▶ **WORK INSTRUCTION**: From the entries that follow, reproduce exactly and only the lines from the line with "Target: blue helmet" to the line with "of the wicketkeeper.", endpoints included.
[Opening DATA TO PROCESS section]
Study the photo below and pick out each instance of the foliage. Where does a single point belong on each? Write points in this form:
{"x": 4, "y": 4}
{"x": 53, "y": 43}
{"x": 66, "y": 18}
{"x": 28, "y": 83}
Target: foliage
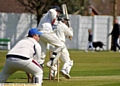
{"x": 89, "y": 69}
{"x": 39, "y": 7}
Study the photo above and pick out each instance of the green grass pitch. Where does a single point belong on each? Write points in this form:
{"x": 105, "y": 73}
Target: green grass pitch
{"x": 89, "y": 69}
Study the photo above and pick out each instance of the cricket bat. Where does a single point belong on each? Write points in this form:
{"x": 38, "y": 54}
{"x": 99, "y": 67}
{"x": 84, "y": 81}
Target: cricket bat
{"x": 65, "y": 12}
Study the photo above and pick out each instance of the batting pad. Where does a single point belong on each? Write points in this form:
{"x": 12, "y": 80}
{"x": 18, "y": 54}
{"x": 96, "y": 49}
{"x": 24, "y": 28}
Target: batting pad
{"x": 19, "y": 84}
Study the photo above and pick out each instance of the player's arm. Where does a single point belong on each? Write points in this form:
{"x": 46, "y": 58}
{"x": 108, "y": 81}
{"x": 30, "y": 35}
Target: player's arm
{"x": 38, "y": 52}
{"x": 53, "y": 15}
{"x": 68, "y": 30}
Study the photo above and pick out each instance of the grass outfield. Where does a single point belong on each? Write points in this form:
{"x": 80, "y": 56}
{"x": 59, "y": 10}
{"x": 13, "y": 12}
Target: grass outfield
{"x": 89, "y": 69}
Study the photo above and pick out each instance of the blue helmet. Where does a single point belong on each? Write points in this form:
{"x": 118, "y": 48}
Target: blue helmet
{"x": 57, "y": 8}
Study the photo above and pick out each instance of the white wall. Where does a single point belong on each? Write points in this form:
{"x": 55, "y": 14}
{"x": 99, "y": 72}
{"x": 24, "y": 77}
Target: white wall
{"x": 15, "y": 27}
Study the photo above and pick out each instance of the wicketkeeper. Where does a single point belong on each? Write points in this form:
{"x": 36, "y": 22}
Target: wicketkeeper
{"x": 21, "y": 57}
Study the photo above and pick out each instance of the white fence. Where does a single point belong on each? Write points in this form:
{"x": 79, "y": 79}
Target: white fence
{"x": 15, "y": 27}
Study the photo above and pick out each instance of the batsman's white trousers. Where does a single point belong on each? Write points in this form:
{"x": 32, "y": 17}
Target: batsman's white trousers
{"x": 50, "y": 38}
{"x": 15, "y": 64}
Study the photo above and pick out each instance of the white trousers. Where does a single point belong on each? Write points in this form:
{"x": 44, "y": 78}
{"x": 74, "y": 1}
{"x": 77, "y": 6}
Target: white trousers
{"x": 50, "y": 38}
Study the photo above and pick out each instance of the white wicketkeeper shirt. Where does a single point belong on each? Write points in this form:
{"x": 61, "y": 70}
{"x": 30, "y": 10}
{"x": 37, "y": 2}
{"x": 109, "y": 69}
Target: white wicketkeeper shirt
{"x": 27, "y": 47}
{"x": 45, "y": 24}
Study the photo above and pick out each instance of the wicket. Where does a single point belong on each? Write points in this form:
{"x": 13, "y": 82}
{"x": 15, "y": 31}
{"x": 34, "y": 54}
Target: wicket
{"x": 50, "y": 77}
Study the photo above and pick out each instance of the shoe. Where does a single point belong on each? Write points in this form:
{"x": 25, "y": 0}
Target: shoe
{"x": 65, "y": 74}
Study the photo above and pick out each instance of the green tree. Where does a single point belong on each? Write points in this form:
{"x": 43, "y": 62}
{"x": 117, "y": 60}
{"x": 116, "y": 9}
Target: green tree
{"x": 39, "y": 7}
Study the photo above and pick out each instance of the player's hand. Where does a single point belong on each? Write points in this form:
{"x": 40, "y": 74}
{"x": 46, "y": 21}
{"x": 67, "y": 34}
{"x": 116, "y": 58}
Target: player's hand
{"x": 70, "y": 37}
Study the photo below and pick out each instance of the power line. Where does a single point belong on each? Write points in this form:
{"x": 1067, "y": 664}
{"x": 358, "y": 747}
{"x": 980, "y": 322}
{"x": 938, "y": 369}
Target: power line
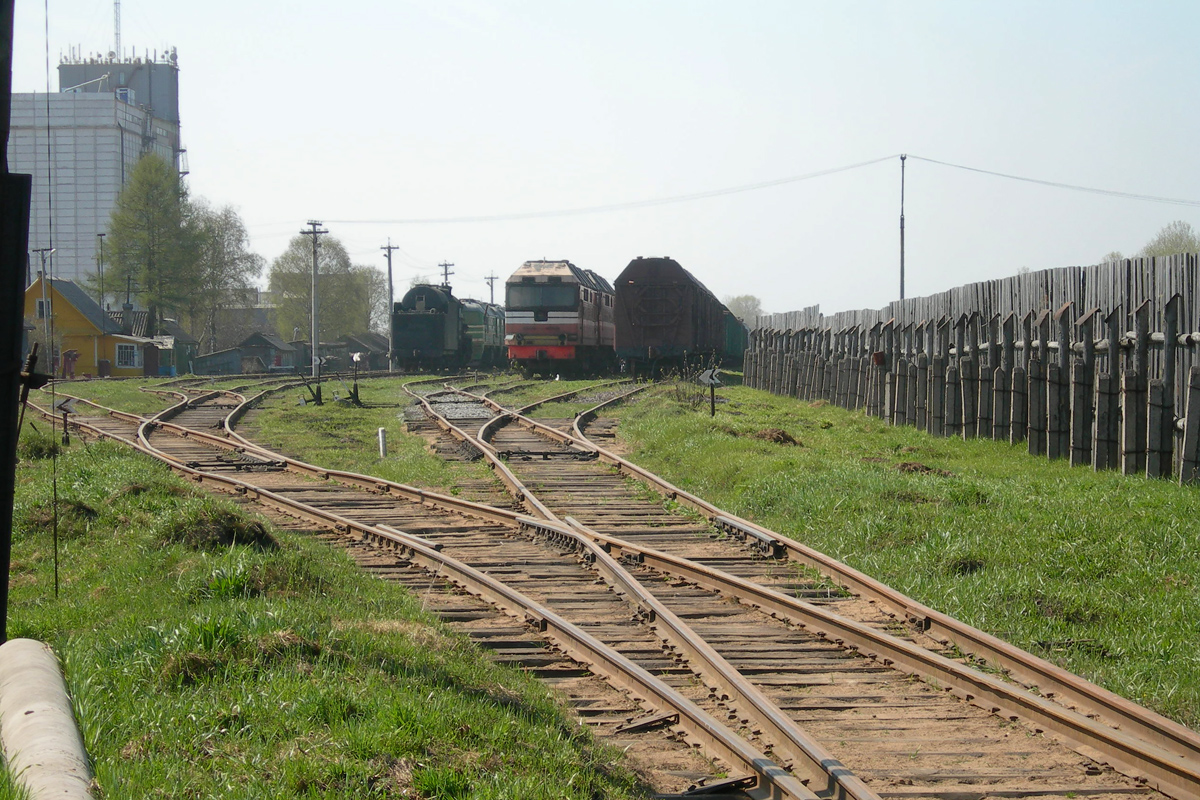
{"x": 618, "y": 206}
{"x": 1131, "y": 196}
{"x": 316, "y": 233}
[Closing DATA TO PROCESS section]
▶ **COMPLETED TASK**:
Target: blue helmet
{"x": 57, "y": 8}
Study the photo above and pick out each instance of the white wall. Where does a single point belong on each? Write points in this form:
{"x": 55, "y": 14}
{"x": 99, "y": 72}
{"x": 24, "y": 77}
Target: white wall
{"x": 15, "y": 27}
Study the photo above and pick out each instance of the wicketkeeper. Where does a single point belong on each? Write points in this form:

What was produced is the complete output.